**SOURCE MATERIAL**

--

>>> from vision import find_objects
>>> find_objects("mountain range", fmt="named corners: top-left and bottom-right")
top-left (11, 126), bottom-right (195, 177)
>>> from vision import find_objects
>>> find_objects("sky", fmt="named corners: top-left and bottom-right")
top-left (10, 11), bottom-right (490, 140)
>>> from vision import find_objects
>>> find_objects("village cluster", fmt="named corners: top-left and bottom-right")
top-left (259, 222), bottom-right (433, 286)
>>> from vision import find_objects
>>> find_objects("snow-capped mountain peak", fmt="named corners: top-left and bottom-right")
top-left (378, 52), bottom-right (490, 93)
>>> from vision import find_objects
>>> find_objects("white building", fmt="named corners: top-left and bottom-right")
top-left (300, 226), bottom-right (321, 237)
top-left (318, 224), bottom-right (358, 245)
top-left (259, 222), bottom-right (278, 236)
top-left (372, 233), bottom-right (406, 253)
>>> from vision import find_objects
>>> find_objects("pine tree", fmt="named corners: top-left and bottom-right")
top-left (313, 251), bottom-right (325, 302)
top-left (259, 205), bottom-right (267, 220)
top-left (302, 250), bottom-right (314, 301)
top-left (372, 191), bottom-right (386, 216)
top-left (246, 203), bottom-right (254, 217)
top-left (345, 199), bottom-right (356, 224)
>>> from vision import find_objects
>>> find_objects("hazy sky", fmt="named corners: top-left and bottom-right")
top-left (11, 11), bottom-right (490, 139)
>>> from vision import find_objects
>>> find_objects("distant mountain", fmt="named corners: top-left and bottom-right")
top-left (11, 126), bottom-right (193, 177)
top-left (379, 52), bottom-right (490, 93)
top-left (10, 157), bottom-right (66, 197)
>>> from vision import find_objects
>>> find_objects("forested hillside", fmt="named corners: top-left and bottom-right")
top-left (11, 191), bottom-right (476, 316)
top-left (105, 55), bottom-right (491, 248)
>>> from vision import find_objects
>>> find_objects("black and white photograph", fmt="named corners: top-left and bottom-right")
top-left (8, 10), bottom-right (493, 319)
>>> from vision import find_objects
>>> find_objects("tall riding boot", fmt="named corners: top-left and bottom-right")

--

**WHAT YOU HAVE TO DO**
Please count the lines in the data above that contain the string "mountain", matching case exactly, and reply with the number alone.

**SOLUTION FOR THIS TASK**
3